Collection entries
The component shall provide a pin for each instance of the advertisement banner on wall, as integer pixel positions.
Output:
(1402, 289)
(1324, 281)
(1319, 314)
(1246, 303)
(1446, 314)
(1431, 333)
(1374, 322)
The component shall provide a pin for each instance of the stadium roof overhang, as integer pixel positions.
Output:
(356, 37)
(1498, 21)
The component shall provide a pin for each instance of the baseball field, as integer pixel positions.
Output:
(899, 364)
...
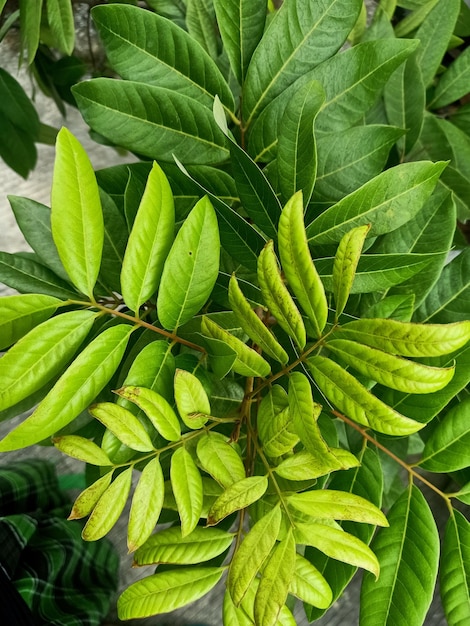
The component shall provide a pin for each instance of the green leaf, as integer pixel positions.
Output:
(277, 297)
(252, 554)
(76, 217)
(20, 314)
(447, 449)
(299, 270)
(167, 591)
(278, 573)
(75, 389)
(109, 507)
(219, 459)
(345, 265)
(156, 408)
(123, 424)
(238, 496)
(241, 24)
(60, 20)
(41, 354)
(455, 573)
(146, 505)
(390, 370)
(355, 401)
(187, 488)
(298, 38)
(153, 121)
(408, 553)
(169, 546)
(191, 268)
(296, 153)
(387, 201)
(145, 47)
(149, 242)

**TASK DESCRIPTION:** Number of lines above with the word "each": state it alone.

**RESPONSE:** 4